*** Stored data ***

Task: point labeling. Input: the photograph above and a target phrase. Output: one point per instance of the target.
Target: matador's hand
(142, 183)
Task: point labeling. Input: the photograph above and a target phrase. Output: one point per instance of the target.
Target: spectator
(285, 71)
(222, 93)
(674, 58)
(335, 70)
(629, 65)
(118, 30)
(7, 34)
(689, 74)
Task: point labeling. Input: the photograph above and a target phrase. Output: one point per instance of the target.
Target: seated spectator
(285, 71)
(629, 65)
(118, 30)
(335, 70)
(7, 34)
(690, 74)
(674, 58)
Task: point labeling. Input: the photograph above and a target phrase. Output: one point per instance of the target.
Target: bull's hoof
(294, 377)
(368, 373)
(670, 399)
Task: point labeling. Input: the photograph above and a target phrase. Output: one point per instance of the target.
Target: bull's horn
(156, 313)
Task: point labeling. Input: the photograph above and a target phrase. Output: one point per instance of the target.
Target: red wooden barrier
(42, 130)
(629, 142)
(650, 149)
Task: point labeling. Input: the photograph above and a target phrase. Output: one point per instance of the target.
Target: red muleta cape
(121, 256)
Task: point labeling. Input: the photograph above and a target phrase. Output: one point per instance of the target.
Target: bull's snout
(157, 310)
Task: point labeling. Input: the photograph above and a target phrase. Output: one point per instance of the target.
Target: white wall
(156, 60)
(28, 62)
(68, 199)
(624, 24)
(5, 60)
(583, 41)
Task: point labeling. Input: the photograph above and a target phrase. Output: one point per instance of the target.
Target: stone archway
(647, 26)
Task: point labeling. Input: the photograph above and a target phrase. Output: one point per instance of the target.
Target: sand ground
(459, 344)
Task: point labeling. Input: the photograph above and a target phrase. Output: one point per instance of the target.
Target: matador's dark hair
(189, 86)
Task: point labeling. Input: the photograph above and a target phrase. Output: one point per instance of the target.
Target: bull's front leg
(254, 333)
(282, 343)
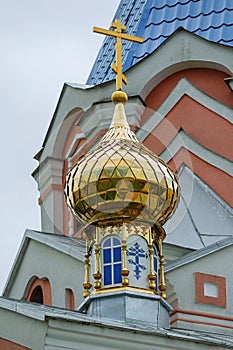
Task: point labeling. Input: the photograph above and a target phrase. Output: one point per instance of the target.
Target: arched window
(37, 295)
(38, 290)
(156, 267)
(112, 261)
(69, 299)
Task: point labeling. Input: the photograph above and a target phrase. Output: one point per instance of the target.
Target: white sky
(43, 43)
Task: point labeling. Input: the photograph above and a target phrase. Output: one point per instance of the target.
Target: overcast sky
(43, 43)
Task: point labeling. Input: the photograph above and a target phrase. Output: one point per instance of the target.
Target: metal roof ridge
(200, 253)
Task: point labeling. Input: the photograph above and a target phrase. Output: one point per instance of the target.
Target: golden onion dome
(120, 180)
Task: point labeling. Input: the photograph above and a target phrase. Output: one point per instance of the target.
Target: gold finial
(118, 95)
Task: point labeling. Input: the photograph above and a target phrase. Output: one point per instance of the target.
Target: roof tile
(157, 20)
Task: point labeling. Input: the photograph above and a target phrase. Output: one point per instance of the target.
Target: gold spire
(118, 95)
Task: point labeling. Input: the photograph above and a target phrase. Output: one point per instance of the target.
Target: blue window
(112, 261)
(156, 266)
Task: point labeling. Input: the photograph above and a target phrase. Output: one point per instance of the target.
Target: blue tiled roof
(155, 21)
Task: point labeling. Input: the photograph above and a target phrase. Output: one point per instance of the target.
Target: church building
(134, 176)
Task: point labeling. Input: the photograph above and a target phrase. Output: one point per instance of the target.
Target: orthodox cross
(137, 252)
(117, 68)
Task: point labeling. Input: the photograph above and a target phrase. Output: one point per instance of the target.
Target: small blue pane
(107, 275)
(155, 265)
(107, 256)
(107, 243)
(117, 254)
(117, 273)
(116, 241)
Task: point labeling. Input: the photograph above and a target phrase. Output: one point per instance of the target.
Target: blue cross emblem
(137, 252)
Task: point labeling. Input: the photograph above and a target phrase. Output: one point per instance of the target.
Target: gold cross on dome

***

▶ _Stated goal_
Take the listing above and restate it word for word, without its pictures.

▶ _Problem solution_
Task: point labeling. Input: the photograph above and a target phrase. Output: one point per instance of the target.
Target: matador's hand
(142, 183)
Task: point labeling. Input: the photograph above and a target phrase. Output: one point per instance of the target.
Target: spectator
(285, 71)
(222, 93)
(674, 58)
(335, 70)
(629, 65)
(118, 30)
(7, 34)
(689, 74)
Task: point labeling. Input: the photograph above and a target phrase. Output: one point per instance of the target.
Target: seated spectator
(285, 71)
(629, 65)
(118, 30)
(335, 70)
(7, 34)
(690, 74)
(674, 58)
Task: point labeling. Input: the photograph above and a target phrase. Output: one point per instance of the target.
Target: bull's hoof
(294, 377)
(368, 373)
(670, 399)
Task: point labeling. Input: the photograph above and a target phrase. Output: one point per instance of the target.
Target: bull's horn
(156, 313)
Task: point labeling. Input: the photograph above and a target phrase. Output: one point per instance of the target.
Target: red wooden barrier
(42, 130)
(629, 142)
(650, 149)
Task: point labeling. Input: the photograph above and a target phrase. Output: one point per instance of the target.
Target: red muleta cape
(121, 256)
Task: point labeling. Input: the photograph above and a target phrase. Output: one point per instance of the target.
Target: bull's snout
(157, 310)
Task: point labeling. Input: the photograph above and a target phrase. Output: one point per instance of the target.
Target: white wall
(156, 60)
(28, 62)
(68, 199)
(624, 24)
(5, 60)
(583, 41)
Task: point labeling. Input: the photograph above and a target phrase. Output: one point per instance of the target.
Target: stone archway
(647, 26)
Task: point labeling. Input: the photograph above and a target phrase. Output: one point per instance of the target.
Target: sand ground
(459, 344)
Task: point labeling. Input: the photograph above and a target phrase. Output: one point per instance of the target.
Target: matador's dark hair
(189, 86)
Task: point labeling. Input: the photograph above and a target phrase. Output: one point per instance of the target.
Target: bull's front leg
(254, 333)
(282, 343)
Task: point labeling. Input: the photograph above and a target phrase. Output: one point per instance of the target.
Target: arched window
(37, 295)
(38, 290)
(156, 267)
(112, 261)
(69, 299)
Task: point labeling. Input: the photograph above and a target phrase. Output: one point per instance of the target.
Target: white sky
(43, 43)
Task: point labeling. Input: the photograph above and a target phrase. Output: one point per instance of the target.
Target: overcast sky
(43, 43)
Task: point labeling. Input: the photograph above and a target phrase. Output: one point per instance of the target.
Target: metal roof ridge
(200, 253)
Task: point labeling. Input: the photograph above and a target phrase. Output: one point per instance of the target.
Target: golden onion dome
(120, 180)
Task: point labeling. Input: the photograph above and a target phrase. Output: one point per instance of the target.
Target: gold finial
(118, 95)
Task: point labeling. Input: the photograph above and a target phrase. Output: one point per instance of the target.
Target: roof tile
(157, 20)
Task: point labeling. Input: the photograph above and a target phrase. Output: one point per instance of the target.
Target: gold spire
(118, 95)
Task: point labeling. Input: the photograph above and a target phrase. Output: one point per instance of the target.
Target: blue window
(112, 261)
(156, 266)
Task: point labeling. Input: the photograph above and a target phrase. Output: one point per instance of the target.
Target: blue tiled roof
(155, 21)
Task: point labeling. Input: the photograph above and a target phrase. Output: one point per instance of the target.
Target: church building
(134, 176)
Task: point labeling. Input: the photograph above and a target phrase. Output: one point per instance of the target.
Target: orthodox cross
(137, 252)
(117, 68)
Task: point labeling. Input: the photograph above and a target phrase. Output: one point per instance of the target.
Target: small blue pane
(107, 275)
(155, 265)
(107, 256)
(107, 243)
(117, 254)
(117, 273)
(116, 241)
Task: point labeling. Input: the photograph above and a target phrase. Output: one point per instance of the target.
Target: blue cross emblem
(137, 252)
Task: point labeling. Input: the photograph above and a target phrase. Output: one point per instance of the target.
Target: gold cross on dome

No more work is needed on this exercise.